═══ RECORDS SHOWN ═══
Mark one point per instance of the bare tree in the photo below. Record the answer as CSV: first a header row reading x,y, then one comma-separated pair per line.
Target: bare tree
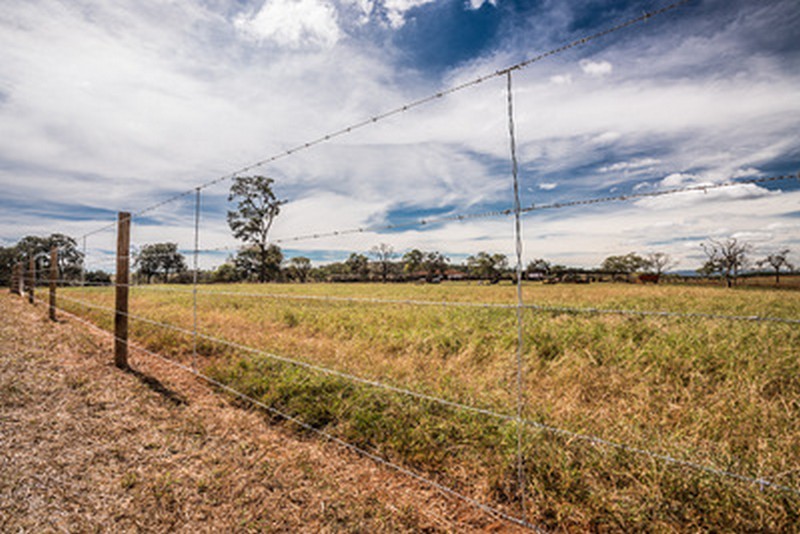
x,y
658,263
255,211
777,261
727,257
383,254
═══
**TRY IT**
Apart from its pictures, the data is to be repeated exactly.

**EXPECTED ANSWER**
Mark one point per instance of the bare tree in the photo below. Record the answer as CSV: first a header row reading x,y, then one comma-separated pair per line.
Target: bare tree
x,y
658,263
255,211
777,261
727,257
383,254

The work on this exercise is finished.